Une nouvelle entrée : les programmes

Différents intervenants rappellent, chiffres à l’appui, que la corrélation entre les inégalités de réussite et les inégalités de naissance persiste, malgré la volonté affichée d’y remédier. "Donner une chance à chaque jeune pour Sarkozy, donner toutes ses chances à la jeunesse pour Hollande, s’attaquer aux inégalités profondes pour Macron", détaille Jean-Pierre Véran, membre du laboratoire Bonheurs (Cergy Paris Université) et du CUIP/CICUR. L’institution ne se montre pas à la hauteur de l’enjeu. Des travaux et des ouvrages l’ont maintes fois dénoncé, et de nombreux débats questionnent régulièrement l’organisation du système, des classes, les outils, les formes pédagogiques …

L’originalité de la démarche du CICU consiste donc à entrer dans la problématique en interrogeant ce que l’école souhaite transmettre. Selon Roger-François Gauthier, il s’agit d’un "immense impensé" et d’un angle mort de la réflexion, malgré la démocratisation. "On a continué à copier l’existant, à proposer à tous les élèves ce qui l’était auparavant à l’élite scolaire, et, souvent, sociale." Et d’estimer que le système a même renforcé "l’assignation des enfants et des jeunes dans certains savoirs et dans la privation d'autres savoirs", ceci en créant "une infinité de cases, de filières, d'options, de zones, de sections qui prescrivent à chacun, avec l'aide bien sûr complice des conseils de classe aussi bien que des algorithmes de Parcours sup, la place ou il doit se trouver".

Tirer l’Ecole de l'ornière des injustices et du non-sens

« Nous posons la démocratisation de l’accès au savoir dans des termes inédits. Nous voulons partir de ce que les élèves vivent pour éviter les impasses dans lesquelles s’enferre le débat sur l’école », assure Jean-Pierre Véran. En posant « les vraies questions sur les savoirs, leurs finalités, leur sens, leurs liens avec tous les savoirs du monde », le collectif CICUR espère « tirer l’Ecole de l'ornière d'injustice et de non-sens ou elle est enlisée » selon les termes de Roger-François Gauthier.
· · · · ·
§ **Exercices à faire**
• A. Relevez, dans l'article sur l'école et les inégalités, toutes les structures que le système a créées selon Roger-François Gauthier.
• B. Répondez à ces questions d'après l'article sur l'école et les inégalités :
(i) De quel laboratoire Jean-Pierre Véran est-il membre ?
(ii) Par quelle expression Roger-François Gauthier désigne-t-il ce que l'école souhaite transmettre ?
(iii) De quoi Jean-Pierre Véran veut-il partir pour éviter les impasses du débat sur l'école ?
• C. Prolongez l'article sur l'école et les inégalités à partir de sa dernière phrase.
Les enregistrements n'ont aucun rôle ici.
· · · · ·
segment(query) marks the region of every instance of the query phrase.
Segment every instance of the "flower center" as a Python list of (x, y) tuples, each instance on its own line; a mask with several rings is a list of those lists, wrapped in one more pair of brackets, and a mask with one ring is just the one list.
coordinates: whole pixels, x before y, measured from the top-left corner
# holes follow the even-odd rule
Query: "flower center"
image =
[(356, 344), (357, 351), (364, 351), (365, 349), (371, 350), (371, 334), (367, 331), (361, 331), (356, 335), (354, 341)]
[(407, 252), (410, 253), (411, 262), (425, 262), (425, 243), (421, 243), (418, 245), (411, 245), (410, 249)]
· · · · ·
§ **Réponses finales**
• A. Cases, filières, options, zones, sections

• B.
(i) Du laboratoire Bonheurs (Cergy Paris Université).
(ii) Un « immense impensé ».
(iii) De ce que les élèves vivent.

• C.
La méthode ? « C’est un chantier ouvert au public » annonce Patrick Rayou (Paris 8) puisque tout un chacun peut contribuer à l'un des cinq groupes de travail qui ont été constitués : quelle école pour faire entrer dans la culture de l’humanité ? Quels savoirs porteurs de sens pour les élèves ? Qu’évaluer chez les élèves et comment ? Quels professionnels de l’éducation imaginer et former ? Quelle pratique curriculaire pour le XXIe siècle ? En conclusion, Jean-Pierre Véran rappelle l’ambition de la démarche : « Non pas une école rafistolée, mais une école au design entièrement révisé, afin de tenir la promesse de la devise républicaine » et il promet un document de synthèse au printemps 2022.

Les futurs citoyens doivent apprendre à se défendre

Marie Dupin, journaliste à RMC, était invitée à évoquer les préoccupations de ses auditeurs : « Au quotidien, les Français nous parlent des professeurs absents, du fatalisme des chefs d’établissement (…) Je suis aussi fréquemment interpellée par des gens qui ne connaissent pas leurs droits. L’école ne pourrait-elle pas former des citoyens qui sauraient se défendre face aux désordre du monde ?

Denis Paget, ancien membre du Conseil supérieur des programmes : « Le libéralisme informationnel fait peser de lourdes menaces sur la démocratie. Cela n’aide pas les élèves qui ont du mal à discerner la loi de partage entre la vérité et les mensonges." Il ajoute : "C’est un immense déficit de réflexion qui me frappe. On ne peut continuer à faire comme si ce qu’on enseigne aux élèves était quelque chose de naturel. Ces choix doivent être explicites : soit les savoirs scolaires servent à passer des examens. Soit ils ont un sens, un lien avec des valeurs ». Patrick Rayou, sociologue de l’éducation (Paris-8) souligne l'absurdité du système de notation. "La moyenne générale est une espèce d’écrasement qui va permettre un tri au lieu de se concentrer sur les savoirs attendus."

Pour Vincent Troger, sociologue et historien de l’éducation,  « l’allongement massif de la scolarité ne s’accompagne pas d’une amélioration des résultats scolaires (...). Le système aboutit à des résultats médiocres. L’école n’arrive pas à construire des savoirs qui font sens. Pourtant, il n’y a jamais eu autant de jeunes en quête d’un projet personnel." Béatrice Mabilon-Bonfils, sociologue de l’éducation (laboratoire Bonheurs) s'interroge : "Pourquoi pas des programmes qui aideraient les élèves à se repérer dans les complexités du monde, à penser librement ?  Ceci dans une société qui ne se contenterait pas d’instruire mais de former à être des citoyens de demain. »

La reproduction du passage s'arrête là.